* Do this *
Identify the line in which "nose bridge, the" appears, then reproduce that line and all remaining lines of the records word for word.

* Provided records *
┄┄┄┄┄┄┄┄┄┄┄┄┄┄┄┄┄┄┄┄
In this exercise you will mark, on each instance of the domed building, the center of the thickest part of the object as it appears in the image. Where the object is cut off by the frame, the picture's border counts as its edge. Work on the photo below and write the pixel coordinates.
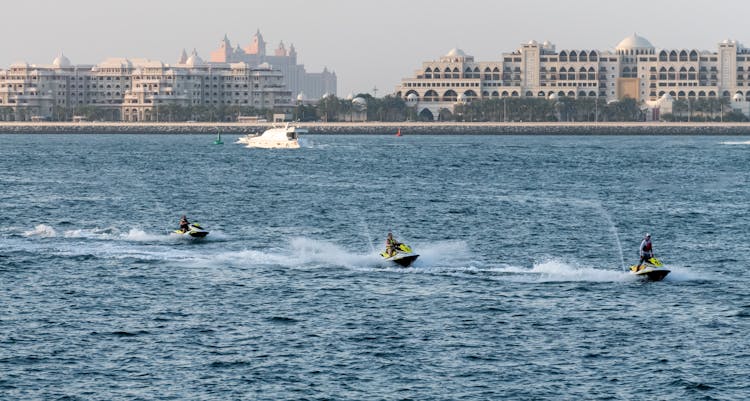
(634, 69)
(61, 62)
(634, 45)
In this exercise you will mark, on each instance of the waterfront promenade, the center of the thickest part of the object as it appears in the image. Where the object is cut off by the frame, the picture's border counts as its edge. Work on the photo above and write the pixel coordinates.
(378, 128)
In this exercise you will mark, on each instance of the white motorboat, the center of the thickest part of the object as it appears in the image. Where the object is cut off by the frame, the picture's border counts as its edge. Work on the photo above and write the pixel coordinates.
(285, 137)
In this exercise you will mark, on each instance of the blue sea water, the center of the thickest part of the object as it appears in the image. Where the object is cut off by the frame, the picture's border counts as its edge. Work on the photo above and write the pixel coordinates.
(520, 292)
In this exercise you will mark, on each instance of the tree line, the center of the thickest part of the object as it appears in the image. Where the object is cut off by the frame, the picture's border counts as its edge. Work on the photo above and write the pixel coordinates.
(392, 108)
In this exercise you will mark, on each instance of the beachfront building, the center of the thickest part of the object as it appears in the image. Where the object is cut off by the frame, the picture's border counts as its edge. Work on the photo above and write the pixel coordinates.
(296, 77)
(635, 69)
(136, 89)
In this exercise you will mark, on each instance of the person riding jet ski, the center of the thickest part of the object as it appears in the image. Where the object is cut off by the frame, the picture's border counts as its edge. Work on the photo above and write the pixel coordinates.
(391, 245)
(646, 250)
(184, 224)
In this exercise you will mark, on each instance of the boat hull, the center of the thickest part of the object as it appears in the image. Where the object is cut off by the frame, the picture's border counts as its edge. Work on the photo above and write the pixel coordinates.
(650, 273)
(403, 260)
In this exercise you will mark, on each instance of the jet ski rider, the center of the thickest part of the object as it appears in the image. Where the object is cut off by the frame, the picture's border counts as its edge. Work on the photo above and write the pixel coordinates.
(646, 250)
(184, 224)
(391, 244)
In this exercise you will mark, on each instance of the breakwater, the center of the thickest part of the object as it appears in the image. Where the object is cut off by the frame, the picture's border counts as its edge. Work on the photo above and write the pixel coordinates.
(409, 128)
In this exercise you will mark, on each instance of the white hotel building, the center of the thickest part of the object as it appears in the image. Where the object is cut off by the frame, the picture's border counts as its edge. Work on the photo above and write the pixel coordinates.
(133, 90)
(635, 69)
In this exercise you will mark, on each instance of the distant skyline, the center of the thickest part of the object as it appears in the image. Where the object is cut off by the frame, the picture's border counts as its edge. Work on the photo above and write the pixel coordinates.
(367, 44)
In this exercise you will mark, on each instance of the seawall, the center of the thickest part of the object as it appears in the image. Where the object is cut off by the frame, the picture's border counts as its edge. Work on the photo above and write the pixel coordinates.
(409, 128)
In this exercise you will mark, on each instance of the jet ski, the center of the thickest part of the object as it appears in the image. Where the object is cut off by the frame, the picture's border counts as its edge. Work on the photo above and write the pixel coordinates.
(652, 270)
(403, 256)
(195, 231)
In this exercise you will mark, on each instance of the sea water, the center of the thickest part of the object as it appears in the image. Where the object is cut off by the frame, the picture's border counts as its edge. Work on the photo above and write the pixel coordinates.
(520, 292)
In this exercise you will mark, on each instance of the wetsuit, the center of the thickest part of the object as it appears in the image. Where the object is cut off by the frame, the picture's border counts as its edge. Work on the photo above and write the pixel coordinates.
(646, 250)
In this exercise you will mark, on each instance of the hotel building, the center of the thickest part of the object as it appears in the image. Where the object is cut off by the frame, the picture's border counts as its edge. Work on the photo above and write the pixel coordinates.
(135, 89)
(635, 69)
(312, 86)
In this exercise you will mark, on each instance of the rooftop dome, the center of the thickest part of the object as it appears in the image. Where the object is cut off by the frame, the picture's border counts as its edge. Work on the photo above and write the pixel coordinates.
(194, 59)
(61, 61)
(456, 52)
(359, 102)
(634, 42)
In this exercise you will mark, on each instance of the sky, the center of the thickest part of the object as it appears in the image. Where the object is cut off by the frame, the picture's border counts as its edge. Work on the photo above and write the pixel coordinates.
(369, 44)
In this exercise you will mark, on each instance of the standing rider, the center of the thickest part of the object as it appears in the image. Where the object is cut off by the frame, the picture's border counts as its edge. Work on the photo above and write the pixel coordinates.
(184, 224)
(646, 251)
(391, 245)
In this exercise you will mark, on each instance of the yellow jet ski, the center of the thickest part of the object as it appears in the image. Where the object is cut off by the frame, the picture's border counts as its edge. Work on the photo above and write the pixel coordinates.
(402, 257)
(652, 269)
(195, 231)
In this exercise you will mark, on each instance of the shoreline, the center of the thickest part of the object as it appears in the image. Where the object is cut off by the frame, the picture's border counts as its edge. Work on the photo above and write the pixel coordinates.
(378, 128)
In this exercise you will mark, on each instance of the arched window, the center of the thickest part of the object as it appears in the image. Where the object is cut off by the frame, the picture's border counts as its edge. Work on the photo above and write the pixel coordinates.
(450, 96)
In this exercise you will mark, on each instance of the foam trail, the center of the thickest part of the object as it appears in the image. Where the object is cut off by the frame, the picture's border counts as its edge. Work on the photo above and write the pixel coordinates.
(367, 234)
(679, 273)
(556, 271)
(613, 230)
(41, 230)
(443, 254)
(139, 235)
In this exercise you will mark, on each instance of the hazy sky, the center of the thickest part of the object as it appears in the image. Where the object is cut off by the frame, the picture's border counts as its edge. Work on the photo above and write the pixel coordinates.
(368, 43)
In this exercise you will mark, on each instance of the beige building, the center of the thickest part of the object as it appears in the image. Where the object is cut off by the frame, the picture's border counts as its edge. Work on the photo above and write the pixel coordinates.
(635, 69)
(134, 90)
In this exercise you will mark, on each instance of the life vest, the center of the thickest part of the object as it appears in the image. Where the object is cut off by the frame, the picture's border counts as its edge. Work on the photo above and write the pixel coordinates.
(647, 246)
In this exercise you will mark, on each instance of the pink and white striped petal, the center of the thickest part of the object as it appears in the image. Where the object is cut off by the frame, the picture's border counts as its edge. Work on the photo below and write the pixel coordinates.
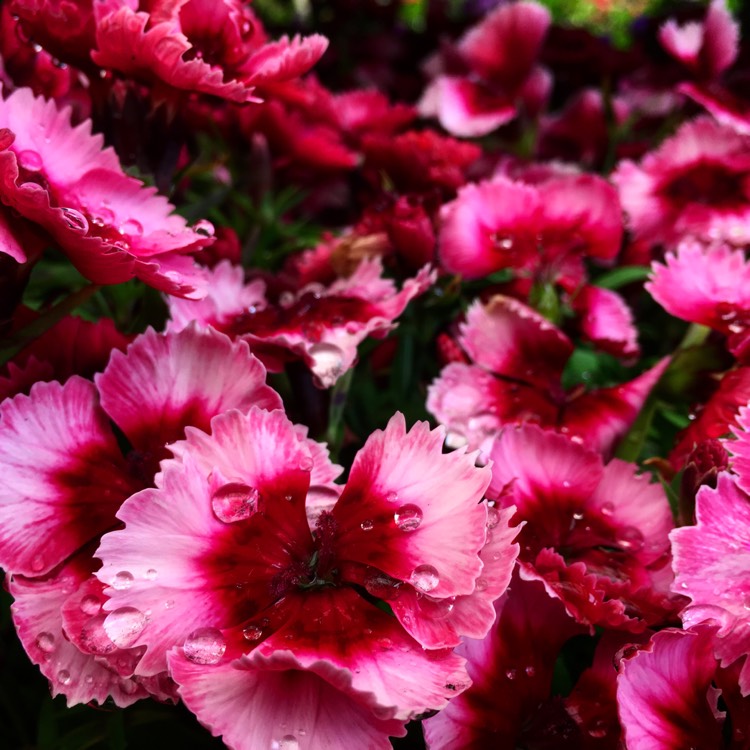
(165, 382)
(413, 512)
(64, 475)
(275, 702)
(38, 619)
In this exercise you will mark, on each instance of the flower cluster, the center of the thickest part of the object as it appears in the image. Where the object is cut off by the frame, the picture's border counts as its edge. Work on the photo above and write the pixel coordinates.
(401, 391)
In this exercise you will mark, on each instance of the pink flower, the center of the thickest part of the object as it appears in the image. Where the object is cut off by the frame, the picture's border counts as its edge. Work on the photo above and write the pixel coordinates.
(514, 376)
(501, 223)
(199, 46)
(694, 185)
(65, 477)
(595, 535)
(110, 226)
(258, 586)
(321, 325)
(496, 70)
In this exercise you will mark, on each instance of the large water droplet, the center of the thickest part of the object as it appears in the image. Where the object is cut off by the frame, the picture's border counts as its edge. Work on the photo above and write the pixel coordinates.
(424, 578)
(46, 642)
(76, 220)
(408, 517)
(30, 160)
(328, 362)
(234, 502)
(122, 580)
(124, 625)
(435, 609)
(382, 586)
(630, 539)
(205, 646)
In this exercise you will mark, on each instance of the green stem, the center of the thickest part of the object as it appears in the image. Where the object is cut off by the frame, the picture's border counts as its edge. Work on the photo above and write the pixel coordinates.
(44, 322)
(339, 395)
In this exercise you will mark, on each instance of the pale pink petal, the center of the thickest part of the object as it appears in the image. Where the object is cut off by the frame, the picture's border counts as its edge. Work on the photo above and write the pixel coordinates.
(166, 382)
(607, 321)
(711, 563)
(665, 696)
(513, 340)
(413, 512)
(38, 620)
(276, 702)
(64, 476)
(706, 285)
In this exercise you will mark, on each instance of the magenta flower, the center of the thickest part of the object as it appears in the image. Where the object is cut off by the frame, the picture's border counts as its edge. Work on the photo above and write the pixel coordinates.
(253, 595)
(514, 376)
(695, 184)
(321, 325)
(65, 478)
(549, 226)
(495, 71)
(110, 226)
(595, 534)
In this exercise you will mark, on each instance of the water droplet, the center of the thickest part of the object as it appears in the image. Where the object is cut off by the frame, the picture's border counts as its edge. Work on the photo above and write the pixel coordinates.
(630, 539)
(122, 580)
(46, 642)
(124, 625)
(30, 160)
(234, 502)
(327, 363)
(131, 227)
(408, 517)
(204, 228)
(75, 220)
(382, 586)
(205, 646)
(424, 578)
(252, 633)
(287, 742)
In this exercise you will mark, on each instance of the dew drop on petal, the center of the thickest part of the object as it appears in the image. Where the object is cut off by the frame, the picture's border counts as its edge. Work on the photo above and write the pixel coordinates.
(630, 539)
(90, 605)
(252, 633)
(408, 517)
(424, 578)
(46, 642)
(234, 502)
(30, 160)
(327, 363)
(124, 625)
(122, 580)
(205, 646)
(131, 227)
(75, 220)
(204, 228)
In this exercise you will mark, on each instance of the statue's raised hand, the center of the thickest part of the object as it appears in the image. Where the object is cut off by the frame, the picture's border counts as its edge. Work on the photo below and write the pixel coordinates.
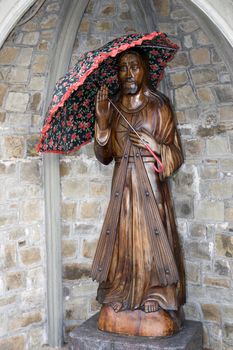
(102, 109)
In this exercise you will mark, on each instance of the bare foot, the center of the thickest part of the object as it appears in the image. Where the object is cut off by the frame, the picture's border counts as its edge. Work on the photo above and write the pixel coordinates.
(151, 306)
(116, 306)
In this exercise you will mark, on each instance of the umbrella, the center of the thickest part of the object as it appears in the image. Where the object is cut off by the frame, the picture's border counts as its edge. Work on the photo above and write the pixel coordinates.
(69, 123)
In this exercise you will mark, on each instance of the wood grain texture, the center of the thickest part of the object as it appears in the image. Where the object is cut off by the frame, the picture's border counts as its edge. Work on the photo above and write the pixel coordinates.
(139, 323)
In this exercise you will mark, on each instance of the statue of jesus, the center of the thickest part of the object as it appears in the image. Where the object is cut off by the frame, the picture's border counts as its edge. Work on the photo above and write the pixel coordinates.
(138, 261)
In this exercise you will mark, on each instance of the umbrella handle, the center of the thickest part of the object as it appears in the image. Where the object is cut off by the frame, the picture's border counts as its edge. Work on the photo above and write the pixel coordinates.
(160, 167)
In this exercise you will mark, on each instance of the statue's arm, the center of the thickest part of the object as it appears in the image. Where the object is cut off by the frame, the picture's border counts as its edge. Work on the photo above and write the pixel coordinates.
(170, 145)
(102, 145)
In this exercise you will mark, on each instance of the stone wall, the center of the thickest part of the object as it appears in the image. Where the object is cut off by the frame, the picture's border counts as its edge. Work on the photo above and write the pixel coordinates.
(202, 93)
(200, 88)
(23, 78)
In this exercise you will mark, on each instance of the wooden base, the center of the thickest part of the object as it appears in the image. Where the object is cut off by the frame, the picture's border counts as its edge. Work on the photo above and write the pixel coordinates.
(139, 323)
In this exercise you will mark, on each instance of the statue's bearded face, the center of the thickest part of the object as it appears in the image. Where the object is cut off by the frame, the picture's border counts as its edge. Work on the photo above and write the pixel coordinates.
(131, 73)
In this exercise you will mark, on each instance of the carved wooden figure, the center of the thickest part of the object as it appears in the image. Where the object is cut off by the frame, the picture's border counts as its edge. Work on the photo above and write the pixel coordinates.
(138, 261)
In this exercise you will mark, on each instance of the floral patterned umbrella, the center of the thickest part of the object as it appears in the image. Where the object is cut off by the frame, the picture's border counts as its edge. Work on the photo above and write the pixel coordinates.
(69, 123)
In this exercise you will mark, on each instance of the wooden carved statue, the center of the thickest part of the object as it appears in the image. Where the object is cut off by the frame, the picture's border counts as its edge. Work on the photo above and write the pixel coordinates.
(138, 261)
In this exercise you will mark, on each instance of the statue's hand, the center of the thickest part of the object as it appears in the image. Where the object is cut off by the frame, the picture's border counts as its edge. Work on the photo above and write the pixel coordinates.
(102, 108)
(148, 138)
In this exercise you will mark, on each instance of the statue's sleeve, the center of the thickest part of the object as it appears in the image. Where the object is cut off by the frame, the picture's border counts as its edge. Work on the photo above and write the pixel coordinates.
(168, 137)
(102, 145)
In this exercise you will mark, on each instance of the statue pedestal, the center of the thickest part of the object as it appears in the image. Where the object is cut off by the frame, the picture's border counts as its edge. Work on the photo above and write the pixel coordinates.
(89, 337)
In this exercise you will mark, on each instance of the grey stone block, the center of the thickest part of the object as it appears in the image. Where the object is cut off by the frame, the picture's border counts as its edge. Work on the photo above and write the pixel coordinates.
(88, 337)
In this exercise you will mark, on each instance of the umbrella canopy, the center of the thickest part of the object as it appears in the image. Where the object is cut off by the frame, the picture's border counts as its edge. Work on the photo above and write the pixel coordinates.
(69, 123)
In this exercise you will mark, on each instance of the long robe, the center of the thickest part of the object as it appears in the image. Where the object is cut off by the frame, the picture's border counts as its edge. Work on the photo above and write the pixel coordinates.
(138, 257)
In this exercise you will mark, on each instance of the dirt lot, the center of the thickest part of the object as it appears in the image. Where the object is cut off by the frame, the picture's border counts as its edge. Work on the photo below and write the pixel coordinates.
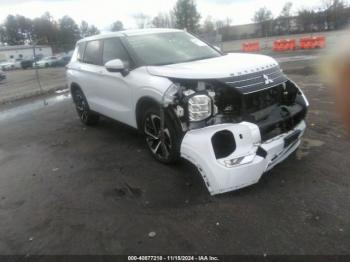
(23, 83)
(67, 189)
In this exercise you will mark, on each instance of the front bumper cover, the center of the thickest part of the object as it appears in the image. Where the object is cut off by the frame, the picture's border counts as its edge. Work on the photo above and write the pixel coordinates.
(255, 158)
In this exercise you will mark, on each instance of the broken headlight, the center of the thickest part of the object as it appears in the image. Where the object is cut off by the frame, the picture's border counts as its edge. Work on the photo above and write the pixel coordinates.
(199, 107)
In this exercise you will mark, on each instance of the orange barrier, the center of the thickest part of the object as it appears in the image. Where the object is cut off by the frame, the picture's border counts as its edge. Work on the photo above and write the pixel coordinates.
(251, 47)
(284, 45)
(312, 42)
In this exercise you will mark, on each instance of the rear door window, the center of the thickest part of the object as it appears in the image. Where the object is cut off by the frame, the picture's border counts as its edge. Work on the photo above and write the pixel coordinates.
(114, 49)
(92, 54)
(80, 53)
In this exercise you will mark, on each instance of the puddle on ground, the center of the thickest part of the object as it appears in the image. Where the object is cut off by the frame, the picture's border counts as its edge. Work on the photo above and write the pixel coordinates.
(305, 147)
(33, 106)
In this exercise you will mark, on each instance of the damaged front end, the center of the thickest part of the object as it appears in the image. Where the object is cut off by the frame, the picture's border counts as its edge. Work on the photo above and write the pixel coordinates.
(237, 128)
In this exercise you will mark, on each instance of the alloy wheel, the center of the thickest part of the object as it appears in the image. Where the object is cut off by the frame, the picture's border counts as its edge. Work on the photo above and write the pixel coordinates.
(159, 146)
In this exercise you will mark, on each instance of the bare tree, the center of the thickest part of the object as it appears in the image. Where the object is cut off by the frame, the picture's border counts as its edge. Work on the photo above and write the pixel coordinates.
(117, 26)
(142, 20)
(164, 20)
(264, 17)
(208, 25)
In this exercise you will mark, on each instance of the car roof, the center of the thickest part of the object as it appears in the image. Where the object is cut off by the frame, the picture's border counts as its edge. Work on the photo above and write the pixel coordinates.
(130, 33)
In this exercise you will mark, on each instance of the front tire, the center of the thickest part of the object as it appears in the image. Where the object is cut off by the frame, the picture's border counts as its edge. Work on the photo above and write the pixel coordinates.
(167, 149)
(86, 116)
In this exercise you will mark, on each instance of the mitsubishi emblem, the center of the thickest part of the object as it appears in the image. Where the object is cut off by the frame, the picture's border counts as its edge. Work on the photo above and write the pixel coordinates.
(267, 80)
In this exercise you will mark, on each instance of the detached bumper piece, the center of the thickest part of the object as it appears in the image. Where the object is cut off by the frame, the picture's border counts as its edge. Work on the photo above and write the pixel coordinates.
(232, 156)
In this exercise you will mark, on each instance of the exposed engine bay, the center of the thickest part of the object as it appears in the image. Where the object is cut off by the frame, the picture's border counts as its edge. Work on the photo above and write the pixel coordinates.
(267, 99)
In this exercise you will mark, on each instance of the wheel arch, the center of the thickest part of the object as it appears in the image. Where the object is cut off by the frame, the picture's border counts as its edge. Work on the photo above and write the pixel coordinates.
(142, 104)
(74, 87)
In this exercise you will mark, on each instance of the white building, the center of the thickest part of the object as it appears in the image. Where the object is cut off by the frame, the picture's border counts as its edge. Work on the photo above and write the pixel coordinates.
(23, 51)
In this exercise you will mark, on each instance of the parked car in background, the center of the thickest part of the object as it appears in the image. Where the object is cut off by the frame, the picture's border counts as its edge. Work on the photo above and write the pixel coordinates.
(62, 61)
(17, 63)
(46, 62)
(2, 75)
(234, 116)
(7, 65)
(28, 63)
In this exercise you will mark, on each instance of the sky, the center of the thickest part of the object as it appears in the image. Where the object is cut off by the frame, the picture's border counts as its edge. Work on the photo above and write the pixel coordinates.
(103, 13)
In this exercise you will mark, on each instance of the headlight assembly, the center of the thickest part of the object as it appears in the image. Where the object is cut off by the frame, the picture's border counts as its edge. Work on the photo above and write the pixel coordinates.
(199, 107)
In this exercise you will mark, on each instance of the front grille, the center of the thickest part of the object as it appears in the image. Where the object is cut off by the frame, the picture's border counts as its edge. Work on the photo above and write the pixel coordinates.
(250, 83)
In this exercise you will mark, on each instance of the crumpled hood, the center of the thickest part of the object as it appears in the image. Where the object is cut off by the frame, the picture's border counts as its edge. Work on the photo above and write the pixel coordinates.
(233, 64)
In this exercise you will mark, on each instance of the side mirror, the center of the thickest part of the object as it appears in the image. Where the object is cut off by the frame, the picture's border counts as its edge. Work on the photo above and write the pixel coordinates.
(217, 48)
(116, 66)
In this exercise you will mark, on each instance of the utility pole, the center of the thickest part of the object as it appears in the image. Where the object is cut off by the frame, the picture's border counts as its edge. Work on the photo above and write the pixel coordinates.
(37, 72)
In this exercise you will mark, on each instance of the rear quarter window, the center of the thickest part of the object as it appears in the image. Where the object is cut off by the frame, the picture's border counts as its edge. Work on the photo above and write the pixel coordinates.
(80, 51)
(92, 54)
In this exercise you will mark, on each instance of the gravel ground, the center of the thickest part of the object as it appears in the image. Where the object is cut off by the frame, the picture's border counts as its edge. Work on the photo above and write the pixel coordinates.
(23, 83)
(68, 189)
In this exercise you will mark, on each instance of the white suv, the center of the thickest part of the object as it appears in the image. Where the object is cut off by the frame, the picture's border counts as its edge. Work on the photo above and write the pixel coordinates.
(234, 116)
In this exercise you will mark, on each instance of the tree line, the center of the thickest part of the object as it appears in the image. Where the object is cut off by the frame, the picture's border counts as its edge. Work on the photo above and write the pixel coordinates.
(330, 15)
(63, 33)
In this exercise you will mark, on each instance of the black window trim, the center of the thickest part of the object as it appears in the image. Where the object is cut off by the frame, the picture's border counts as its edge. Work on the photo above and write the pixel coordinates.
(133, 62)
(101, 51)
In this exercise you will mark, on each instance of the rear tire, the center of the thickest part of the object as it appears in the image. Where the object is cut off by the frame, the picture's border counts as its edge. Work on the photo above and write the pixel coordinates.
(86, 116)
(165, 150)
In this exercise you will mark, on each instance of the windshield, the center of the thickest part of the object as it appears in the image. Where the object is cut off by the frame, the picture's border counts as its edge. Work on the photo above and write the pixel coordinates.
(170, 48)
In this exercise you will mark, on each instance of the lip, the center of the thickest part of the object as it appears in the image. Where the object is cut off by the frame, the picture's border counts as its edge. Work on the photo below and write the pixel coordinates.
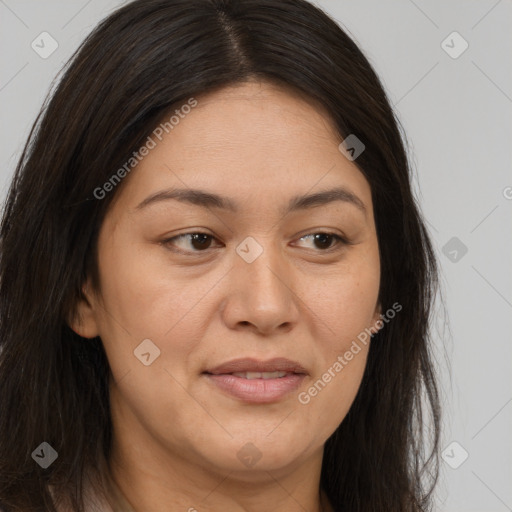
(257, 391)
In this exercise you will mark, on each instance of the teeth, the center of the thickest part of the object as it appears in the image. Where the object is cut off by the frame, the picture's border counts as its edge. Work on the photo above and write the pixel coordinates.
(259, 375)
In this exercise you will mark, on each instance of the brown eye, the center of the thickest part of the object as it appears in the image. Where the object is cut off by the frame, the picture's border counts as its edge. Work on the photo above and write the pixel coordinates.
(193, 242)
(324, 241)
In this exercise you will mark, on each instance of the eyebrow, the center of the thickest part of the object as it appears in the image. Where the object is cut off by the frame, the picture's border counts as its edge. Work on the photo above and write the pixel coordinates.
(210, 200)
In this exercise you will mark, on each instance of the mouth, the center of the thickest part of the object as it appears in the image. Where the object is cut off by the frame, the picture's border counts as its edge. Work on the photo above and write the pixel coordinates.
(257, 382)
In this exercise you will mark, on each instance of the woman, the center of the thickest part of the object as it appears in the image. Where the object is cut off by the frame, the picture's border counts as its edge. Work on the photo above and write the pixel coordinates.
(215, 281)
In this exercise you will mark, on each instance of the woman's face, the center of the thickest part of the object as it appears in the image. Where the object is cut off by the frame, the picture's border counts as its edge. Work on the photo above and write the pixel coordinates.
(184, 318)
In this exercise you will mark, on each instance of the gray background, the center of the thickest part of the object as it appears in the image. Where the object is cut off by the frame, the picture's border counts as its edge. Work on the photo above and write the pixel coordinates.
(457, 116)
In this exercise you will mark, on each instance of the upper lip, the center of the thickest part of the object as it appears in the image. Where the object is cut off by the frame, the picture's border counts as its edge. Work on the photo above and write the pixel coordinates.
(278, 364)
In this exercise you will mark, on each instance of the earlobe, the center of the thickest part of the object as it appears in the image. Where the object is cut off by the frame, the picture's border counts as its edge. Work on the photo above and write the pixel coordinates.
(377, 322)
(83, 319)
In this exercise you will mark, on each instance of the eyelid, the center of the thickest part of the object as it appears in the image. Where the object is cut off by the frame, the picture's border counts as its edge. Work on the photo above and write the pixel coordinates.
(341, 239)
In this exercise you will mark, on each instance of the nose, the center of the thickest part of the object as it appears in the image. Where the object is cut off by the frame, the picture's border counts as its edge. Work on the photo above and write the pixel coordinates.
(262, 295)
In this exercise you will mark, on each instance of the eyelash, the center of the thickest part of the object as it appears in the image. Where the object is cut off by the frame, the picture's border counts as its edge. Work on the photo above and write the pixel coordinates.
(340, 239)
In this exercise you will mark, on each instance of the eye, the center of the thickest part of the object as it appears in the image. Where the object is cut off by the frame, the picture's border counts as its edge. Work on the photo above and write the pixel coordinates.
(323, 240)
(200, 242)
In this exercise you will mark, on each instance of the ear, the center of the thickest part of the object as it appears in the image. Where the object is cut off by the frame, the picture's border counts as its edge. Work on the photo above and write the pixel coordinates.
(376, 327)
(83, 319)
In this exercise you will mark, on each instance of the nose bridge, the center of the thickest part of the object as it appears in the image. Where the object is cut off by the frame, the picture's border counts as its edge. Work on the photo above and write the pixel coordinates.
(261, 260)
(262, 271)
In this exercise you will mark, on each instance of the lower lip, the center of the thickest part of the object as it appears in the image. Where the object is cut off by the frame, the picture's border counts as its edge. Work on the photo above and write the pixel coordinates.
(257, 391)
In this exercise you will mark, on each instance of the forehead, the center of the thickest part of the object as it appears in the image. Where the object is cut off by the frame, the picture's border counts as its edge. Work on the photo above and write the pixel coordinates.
┄┄┄┄┄┄┄┄┄┄┄┄┄┄┄┄┄┄┄┄
* Response to the task *
In this exercise you will mark, on each instance of the nose bridge, the center of the thickest part of the object as it appears in the image. Where the object is cut off by the frame, the picture's border counts as its edge. Work on the photo above and write the pixel coordinates.
(261, 260)
(262, 271)
In this exercise you will mark, on each instance of the lower lip, the center of the thickest part of the object as it appears in the image. Where the object is cut off by the frame, the picture's border counts as its edge. Work on the photo above and write the pixel coordinates.
(257, 391)
In this exercise you will mark, on each instance of the forehead, the center of the thickest part of the object as it appears in the image. Where the object is cut off by the frame, the picture's border counts as its edge. Work on the photo above and write the pixel coordinates.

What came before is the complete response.